* [Provided records]:

Segment Open

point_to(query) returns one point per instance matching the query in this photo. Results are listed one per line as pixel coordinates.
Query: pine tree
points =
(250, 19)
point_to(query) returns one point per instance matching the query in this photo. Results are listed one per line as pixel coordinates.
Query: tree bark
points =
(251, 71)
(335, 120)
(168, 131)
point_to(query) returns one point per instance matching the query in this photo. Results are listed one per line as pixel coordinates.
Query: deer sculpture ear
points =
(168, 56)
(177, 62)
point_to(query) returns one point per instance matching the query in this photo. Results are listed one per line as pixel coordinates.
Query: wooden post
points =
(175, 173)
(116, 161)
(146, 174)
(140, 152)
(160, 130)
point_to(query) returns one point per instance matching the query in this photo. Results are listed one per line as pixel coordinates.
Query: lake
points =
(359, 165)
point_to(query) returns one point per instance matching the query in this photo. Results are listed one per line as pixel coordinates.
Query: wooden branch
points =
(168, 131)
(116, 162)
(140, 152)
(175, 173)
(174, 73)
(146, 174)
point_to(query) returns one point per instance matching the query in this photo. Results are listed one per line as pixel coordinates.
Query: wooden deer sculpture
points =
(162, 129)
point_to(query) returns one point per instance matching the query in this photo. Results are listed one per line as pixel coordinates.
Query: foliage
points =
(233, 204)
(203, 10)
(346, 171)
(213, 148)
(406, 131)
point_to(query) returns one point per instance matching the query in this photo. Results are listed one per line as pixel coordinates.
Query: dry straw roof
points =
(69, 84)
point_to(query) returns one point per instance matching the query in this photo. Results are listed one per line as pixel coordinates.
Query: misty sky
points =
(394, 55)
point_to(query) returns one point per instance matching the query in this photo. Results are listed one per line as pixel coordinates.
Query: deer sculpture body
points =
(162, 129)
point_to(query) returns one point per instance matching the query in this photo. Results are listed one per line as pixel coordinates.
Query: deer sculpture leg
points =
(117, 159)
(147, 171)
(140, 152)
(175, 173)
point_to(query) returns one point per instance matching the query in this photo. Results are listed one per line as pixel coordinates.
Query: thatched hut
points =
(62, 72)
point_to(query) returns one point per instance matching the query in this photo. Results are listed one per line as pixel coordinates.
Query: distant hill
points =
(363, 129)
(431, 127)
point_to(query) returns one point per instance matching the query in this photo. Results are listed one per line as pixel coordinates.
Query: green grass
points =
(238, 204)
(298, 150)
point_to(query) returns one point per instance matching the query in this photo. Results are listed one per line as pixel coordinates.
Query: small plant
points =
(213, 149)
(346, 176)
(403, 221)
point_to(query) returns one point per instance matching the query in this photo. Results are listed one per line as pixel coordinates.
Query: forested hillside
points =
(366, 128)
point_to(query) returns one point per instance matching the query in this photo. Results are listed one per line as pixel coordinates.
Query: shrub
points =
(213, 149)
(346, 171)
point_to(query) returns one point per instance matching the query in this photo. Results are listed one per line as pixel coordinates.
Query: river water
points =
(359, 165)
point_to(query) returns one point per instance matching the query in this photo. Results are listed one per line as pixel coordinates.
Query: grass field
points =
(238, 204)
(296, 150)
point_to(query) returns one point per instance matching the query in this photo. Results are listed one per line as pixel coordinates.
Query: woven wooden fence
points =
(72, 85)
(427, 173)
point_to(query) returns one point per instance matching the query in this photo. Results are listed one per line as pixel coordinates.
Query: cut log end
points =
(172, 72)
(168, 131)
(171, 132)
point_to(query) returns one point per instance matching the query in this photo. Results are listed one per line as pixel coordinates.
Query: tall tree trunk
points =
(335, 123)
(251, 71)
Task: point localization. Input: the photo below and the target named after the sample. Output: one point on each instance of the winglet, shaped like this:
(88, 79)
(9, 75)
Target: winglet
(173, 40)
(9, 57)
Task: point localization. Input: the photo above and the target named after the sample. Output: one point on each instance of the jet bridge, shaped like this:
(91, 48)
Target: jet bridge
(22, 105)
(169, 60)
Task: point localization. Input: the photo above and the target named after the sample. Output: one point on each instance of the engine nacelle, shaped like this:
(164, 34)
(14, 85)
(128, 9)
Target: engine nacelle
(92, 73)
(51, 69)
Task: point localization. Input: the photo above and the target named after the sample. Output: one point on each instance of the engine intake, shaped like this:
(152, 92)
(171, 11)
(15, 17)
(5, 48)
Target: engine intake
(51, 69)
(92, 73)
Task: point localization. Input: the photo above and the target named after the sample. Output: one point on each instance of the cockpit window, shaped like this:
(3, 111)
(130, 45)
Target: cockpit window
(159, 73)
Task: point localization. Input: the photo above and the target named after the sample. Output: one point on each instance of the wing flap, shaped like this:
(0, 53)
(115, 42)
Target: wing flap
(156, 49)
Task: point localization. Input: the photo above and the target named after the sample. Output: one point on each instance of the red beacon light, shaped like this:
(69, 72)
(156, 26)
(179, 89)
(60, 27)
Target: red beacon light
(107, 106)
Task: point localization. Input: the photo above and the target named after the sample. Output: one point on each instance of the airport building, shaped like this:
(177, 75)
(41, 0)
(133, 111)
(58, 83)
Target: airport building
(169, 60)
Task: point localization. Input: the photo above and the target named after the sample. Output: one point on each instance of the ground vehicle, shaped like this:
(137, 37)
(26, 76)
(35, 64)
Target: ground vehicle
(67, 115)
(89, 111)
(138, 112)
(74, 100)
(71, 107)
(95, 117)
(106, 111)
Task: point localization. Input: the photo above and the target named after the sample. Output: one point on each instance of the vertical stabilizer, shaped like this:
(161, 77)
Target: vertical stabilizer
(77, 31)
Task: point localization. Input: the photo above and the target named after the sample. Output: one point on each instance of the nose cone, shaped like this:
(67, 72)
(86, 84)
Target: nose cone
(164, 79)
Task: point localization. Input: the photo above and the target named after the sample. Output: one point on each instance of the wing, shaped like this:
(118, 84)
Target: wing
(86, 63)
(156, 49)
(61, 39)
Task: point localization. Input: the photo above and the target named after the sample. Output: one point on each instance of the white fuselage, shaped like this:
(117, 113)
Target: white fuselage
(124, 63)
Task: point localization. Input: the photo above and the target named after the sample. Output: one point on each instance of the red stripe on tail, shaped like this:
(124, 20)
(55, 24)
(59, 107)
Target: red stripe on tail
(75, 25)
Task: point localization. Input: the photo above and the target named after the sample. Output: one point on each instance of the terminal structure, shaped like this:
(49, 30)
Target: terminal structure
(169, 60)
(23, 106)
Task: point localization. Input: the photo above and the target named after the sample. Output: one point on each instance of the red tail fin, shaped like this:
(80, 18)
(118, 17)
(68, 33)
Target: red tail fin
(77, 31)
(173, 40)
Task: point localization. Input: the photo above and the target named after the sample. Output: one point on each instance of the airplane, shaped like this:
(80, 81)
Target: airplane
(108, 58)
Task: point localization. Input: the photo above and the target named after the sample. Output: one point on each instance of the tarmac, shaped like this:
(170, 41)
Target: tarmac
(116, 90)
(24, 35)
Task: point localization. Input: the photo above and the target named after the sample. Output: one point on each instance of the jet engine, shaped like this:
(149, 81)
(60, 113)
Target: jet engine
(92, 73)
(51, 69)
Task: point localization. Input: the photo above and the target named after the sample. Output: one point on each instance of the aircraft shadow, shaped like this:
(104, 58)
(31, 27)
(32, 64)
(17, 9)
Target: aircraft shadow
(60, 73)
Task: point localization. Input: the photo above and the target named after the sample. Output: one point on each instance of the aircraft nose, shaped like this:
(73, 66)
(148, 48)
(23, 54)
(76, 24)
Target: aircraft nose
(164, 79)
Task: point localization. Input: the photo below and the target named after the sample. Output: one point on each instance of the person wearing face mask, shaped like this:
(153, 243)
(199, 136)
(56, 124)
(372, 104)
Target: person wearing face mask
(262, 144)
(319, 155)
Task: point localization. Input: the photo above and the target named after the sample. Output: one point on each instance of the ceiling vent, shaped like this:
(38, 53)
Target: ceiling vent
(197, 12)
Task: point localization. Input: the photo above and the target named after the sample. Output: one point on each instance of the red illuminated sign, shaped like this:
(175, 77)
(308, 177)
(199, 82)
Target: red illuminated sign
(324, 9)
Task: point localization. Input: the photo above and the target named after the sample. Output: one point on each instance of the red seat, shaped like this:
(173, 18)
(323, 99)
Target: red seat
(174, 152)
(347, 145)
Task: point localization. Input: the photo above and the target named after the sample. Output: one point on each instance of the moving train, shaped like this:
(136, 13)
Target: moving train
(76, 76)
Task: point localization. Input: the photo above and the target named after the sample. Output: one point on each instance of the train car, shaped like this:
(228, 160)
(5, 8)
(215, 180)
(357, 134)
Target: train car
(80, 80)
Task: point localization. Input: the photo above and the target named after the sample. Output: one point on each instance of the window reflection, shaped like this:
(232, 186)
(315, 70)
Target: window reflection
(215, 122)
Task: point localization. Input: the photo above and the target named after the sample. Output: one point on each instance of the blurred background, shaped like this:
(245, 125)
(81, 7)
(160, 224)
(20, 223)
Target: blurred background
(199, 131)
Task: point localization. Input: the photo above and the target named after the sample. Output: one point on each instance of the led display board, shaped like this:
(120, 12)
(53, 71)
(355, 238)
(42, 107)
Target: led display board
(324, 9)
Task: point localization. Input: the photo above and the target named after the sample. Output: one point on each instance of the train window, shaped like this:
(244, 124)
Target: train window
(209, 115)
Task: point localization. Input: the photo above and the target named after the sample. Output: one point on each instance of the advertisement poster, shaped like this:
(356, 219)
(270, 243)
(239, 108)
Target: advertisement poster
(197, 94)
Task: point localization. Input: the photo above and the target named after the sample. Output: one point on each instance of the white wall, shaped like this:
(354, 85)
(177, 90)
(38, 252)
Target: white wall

Segment Closed

* [Problem to work on]: Among the lines of the data above, find those with the word "sculpture" and show them.

* [Solved exercise]:
Query: deer sculpture ear
Query: wooden deer sculpture
Query: deer sculpture body
Query: deer sculpture leg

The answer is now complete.